=== Problem to work on ===
Return all the entries word for word.

=== Data for the task ===
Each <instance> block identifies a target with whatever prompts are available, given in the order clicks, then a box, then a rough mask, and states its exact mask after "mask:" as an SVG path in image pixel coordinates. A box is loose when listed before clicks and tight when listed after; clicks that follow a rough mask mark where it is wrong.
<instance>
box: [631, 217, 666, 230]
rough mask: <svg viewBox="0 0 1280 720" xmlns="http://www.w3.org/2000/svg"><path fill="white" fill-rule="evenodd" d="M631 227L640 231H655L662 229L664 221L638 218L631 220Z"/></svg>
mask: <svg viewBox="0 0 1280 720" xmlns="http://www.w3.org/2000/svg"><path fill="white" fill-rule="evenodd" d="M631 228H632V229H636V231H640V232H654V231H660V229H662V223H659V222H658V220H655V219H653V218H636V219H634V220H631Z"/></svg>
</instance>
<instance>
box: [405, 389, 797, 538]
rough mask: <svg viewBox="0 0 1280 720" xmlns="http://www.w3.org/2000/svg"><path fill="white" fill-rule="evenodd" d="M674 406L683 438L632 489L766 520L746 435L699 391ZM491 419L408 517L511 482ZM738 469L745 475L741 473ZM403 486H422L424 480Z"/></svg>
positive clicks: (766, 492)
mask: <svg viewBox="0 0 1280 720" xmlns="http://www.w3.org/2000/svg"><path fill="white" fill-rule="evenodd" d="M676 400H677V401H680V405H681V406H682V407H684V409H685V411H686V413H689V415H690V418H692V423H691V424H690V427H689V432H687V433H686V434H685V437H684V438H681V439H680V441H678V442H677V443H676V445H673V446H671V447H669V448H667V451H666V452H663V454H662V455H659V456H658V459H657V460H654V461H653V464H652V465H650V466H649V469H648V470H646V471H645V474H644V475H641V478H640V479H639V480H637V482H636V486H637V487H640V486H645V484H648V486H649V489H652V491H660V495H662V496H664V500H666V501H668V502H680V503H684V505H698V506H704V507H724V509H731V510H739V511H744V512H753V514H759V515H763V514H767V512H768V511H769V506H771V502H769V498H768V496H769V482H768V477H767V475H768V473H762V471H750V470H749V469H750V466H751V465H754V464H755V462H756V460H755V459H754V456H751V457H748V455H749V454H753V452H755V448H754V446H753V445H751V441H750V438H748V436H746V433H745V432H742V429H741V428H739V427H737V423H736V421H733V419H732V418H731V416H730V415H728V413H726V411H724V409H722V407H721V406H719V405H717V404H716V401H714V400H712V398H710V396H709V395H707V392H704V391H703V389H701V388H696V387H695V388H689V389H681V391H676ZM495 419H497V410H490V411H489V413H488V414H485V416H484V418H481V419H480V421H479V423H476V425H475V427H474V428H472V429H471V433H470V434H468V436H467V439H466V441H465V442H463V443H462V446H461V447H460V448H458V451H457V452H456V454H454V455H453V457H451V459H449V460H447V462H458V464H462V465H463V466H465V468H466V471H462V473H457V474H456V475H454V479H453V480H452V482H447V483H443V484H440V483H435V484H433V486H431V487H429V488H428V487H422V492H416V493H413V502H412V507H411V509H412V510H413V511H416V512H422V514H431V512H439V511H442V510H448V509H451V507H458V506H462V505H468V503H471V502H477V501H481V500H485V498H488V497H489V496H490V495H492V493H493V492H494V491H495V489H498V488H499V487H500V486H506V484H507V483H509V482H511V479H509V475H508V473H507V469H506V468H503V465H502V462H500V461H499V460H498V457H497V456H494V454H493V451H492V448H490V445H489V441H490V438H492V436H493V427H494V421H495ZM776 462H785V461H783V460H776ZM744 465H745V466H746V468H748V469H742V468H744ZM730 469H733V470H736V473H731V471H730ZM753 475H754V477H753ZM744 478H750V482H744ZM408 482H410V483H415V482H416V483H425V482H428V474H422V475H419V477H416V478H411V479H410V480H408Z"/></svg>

=== Problem solution ===
Each <instance> block identifies a target with whatever prompts are available, given in the order clicks, then a box, then a rough mask, and states its exact mask after "mask:" as an SVG path in image pixel coordinates. A box is loose when listed before clicks and tight when listed after; clicks that follow a rough mask mark where it is wrong.
<instance>
box: [631, 217, 666, 230]
rough mask: <svg viewBox="0 0 1280 720" xmlns="http://www.w3.org/2000/svg"><path fill="white" fill-rule="evenodd" d="M631 227L640 231H655L662 229L664 221L638 218L631 220Z"/></svg>
mask: <svg viewBox="0 0 1280 720" xmlns="http://www.w3.org/2000/svg"><path fill="white" fill-rule="evenodd" d="M631 228H632V229H636V231H640V232H654V231H660V229H662V223H659V222H658V220H655V219H653V218H636V219H634V220H631Z"/></svg>
</instance>
<instance>
box: [405, 389, 797, 538]
rough mask: <svg viewBox="0 0 1280 720" xmlns="http://www.w3.org/2000/svg"><path fill="white" fill-rule="evenodd" d="M674 406L683 438L632 489L766 520L746 435L699 391ZM491 419L408 517L511 482ZM738 469L745 475L741 473ZM403 486H422L424 480Z"/></svg>
positive clicks: (766, 492)
mask: <svg viewBox="0 0 1280 720" xmlns="http://www.w3.org/2000/svg"><path fill="white" fill-rule="evenodd" d="M676 400H677V401H680V405H681V406H682V407H684V409H685V411H686V413H689V415H690V418H692V423H691V424H690V427H689V432H687V433H686V434H685V437H684V438H681V439H680V441H678V442H677V443H676V445H673V446H671V447H669V448H667V451H666V452H663V454H662V455H659V456H658V459H657V460H654V461H653V464H652V465H650V466H649V469H648V470H646V471H645V474H644V475H641V478H640V479H639V480H637V482H636V486H637V487H640V486H645V484H648V486H649V489H652V491H660V495H662V496H664V500H666V501H668V502H680V503H684V505H698V506H704V507H724V509H731V510H739V511H744V512H753V514H759V515H763V514H767V512H768V511H769V506H771V502H769V498H768V496H769V482H768V477H767V475H768V473H762V471H750V470H749V469H750V466H751V465H754V464H755V462H756V460H755V459H754V456H751V457H748V455H749V454H753V452H755V448H754V446H753V445H751V441H750V438H748V436H746V433H745V432H742V429H741V428H739V427H737V423H736V421H733V419H732V418H731V416H730V415H728V413H726V411H724V409H722V407H721V406H719V405H717V404H716V401H714V400H712V398H710V396H709V395H707V392H704V391H703V389H701V388H696V387H695V388H689V389H681V391H676ZM495 419H497V410H490V411H489V413H488V414H485V416H484V418H481V419H480V421H479V423H476V425H475V427H474V428H472V429H471V433H470V434H468V436H467V439H466V441H465V442H463V443H462V446H461V447H460V448H458V451H457V452H456V454H454V455H453V457H451V459H449V460H447V462H458V464H462V465H463V466H465V468H466V471H462V473H457V474H456V475H454V479H453V480H452V482H447V483H443V484H440V483H435V484H433V486H431V487H429V488H428V487H422V492H416V493H413V502H412V507H411V509H412V510H413V511H416V512H422V514H431V512H439V511H442V510H448V509H451V507H458V506H462V505H468V503H471V502H477V501H481V500H485V498H488V497H489V496H490V495H492V493H493V492H494V491H495V489H498V488H499V487H500V486H506V484H507V483H509V482H511V479H509V475H508V473H507V469H506V468H503V465H502V462H500V461H499V460H498V457H497V456H494V454H493V451H492V448H490V445H489V441H490V438H492V436H493V427H494V421H495ZM776 462H785V461H783V460H776ZM744 465H745V466H746V468H748V469H742V468H744ZM730 469H733V470H736V473H731V471H730ZM753 475H754V477H753ZM744 478H750V482H744ZM408 482H410V483H415V482H416V483H425V482H428V474H422V475H419V477H416V478H411V479H410V480H408Z"/></svg>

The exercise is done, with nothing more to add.